◆ Extracted text:
>>>>>
I’m not going to write this in 3rd person. I refuse. Rebel, I know. Sometimes I feel like an oxymoron. I have a super obsessive brain that focuses on ever little detail. For example, it’s taking everything in my power right now not to open up photoshop and correct all of the wrinkles in my shirt in this photo and that one hair sticking out of the top right side of my beanie. Obsessive and meticuluous. But also, I’m super emotional, cry like 3 times a day, please can we go in the woods and just feel. It’s honestly why I love landscape photography… nature just being nature makes me cry. Anyway…what am I getting at? I guess what I’m saying is that I strive for my photographs to reflect that dichotomy . Fine-tuned attention to detail, but damnit they really make you feel something. After spending over a year in covid-quarnatine confined to our home, my wife Afton and I now have walls full of photographs and paintings and maps and old movie posters, etc. All of it is art that makes us feel and fills us every day with so much joy. Individually and as a whole, they set the mood/vibe/tone of our home and (as I sit here and look around I realize) inspire us in one way or another.
Take a look around the galleries and if you decide to purchase any of the prints, I truly hope it brings you that same joy and emotion and inspiration that your home deserves.
Okay, thanks for coming to my ted talk. Byeee.
<<<<<
[Source data]
>>>>>
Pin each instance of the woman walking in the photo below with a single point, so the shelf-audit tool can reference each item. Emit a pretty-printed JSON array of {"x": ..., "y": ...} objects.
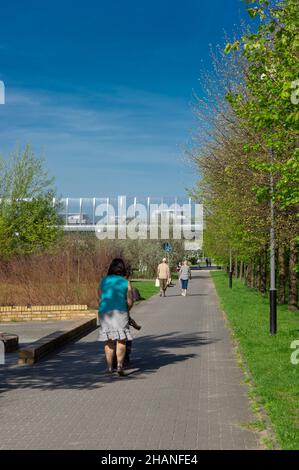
[
  {"x": 184, "y": 276},
  {"x": 115, "y": 302}
]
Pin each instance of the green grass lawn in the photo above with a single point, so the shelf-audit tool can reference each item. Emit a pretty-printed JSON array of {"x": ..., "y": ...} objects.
[
  {"x": 146, "y": 288},
  {"x": 276, "y": 380}
]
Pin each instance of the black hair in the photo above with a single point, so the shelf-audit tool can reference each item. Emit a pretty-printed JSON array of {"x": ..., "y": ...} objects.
[{"x": 118, "y": 267}]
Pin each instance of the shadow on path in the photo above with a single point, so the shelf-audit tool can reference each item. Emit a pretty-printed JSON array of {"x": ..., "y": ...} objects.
[{"x": 81, "y": 364}]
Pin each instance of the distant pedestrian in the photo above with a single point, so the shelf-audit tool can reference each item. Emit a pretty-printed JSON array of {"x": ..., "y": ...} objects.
[
  {"x": 115, "y": 302},
  {"x": 184, "y": 276},
  {"x": 163, "y": 274}
]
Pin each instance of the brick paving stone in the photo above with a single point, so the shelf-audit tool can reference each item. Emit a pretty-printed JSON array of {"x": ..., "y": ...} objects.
[{"x": 184, "y": 390}]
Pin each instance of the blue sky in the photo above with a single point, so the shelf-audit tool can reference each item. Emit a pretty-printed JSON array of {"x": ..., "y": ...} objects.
[{"x": 102, "y": 89}]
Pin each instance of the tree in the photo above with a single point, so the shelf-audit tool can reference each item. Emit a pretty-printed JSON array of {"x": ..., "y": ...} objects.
[{"x": 28, "y": 218}]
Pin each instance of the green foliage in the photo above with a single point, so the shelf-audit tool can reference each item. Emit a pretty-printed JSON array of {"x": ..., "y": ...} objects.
[
  {"x": 28, "y": 218},
  {"x": 267, "y": 105},
  {"x": 275, "y": 379}
]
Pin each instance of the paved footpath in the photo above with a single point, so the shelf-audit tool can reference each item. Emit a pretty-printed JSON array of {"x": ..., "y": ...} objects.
[{"x": 185, "y": 391}]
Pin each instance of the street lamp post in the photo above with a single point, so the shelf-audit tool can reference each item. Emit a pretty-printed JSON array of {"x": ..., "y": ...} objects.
[
  {"x": 272, "y": 292},
  {"x": 230, "y": 269}
]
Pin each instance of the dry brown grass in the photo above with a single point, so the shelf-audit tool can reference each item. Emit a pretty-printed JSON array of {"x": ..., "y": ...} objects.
[{"x": 69, "y": 274}]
<<<<<
◆ Required work: According to the photographer's introduction, how long were the writer and Afton confined to their home during covid quarantine? The records have no connection to the text.

◆ Exercise solution: Over a year.